*** Block opens ***
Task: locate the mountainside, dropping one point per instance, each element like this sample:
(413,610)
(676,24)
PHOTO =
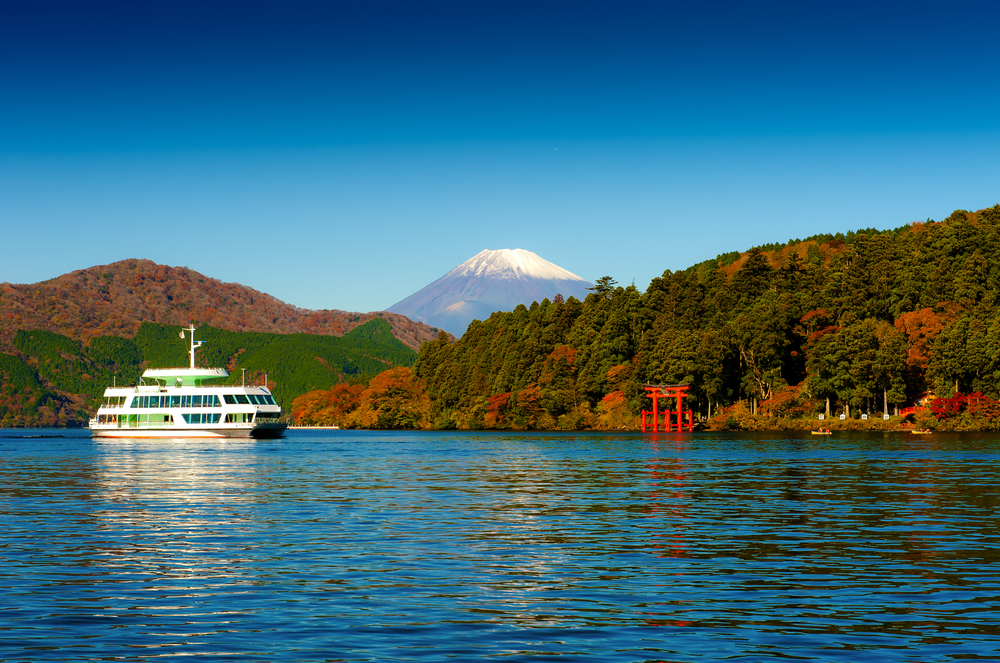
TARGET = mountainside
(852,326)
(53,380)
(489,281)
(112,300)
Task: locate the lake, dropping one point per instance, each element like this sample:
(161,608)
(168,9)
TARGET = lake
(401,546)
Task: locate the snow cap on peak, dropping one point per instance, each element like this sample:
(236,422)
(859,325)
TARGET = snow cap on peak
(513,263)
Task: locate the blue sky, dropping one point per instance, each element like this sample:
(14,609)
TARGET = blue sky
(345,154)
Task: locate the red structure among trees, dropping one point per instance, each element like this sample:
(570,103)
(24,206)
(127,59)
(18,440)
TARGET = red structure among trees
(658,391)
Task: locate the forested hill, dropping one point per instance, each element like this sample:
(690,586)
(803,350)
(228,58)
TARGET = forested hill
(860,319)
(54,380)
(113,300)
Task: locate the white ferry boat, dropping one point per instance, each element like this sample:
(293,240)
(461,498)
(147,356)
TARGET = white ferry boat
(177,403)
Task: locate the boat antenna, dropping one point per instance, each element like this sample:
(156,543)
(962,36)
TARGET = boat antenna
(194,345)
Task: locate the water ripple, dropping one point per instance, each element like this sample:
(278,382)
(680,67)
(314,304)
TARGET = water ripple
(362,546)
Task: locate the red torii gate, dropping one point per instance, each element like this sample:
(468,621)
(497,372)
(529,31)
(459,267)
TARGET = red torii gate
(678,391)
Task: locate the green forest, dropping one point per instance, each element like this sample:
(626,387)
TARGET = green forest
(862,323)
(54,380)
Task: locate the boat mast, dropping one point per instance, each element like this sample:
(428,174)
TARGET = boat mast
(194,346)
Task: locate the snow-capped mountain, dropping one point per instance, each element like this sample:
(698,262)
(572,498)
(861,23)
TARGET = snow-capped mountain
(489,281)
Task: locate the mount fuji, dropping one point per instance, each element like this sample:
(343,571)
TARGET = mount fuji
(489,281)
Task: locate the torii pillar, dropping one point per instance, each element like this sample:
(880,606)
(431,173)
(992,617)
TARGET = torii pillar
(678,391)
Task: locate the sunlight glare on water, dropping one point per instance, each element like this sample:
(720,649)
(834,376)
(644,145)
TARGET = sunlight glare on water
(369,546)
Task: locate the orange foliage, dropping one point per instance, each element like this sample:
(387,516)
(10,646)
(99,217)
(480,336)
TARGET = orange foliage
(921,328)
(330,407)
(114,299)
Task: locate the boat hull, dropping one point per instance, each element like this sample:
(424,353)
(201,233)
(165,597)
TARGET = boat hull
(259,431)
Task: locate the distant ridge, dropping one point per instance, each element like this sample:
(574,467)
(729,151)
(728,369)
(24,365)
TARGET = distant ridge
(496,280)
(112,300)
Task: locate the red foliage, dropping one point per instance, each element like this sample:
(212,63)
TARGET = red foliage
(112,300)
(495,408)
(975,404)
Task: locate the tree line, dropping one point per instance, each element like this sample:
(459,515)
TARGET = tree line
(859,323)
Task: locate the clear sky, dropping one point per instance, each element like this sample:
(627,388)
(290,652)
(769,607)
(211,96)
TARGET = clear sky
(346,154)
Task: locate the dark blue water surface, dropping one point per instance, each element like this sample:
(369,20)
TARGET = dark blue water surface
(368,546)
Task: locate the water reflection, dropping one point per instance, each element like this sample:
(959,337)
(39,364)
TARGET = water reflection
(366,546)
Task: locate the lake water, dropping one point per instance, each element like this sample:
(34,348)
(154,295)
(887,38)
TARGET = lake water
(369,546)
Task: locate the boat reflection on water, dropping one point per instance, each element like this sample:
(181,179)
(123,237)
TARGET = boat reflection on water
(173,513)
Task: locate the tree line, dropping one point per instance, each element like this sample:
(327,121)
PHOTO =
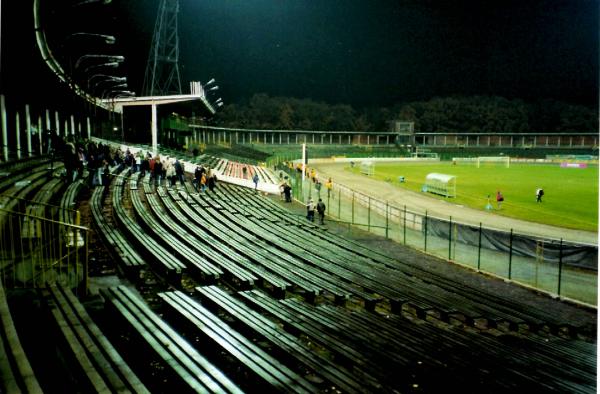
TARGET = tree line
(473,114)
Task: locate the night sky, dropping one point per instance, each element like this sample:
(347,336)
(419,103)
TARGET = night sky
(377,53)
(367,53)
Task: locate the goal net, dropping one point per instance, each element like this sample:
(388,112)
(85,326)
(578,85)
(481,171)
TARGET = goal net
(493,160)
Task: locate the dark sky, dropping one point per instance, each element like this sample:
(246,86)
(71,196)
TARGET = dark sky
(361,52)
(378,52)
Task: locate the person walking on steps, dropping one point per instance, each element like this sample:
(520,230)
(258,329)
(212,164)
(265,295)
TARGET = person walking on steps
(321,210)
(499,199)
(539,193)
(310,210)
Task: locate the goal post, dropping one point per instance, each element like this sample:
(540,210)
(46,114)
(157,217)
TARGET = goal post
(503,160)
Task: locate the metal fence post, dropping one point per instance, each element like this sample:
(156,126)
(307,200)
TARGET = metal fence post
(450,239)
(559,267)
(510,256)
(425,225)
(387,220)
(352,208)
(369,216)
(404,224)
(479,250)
*** Block closes ***
*** Block opens ***
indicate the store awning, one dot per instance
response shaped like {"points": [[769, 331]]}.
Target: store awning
*** Block closes ***
## Problem to solve
In the listing, find every line containing the word "awning" and list it.

## Output for this exercise
indicate the store awning, one dot per instance
Target: store awning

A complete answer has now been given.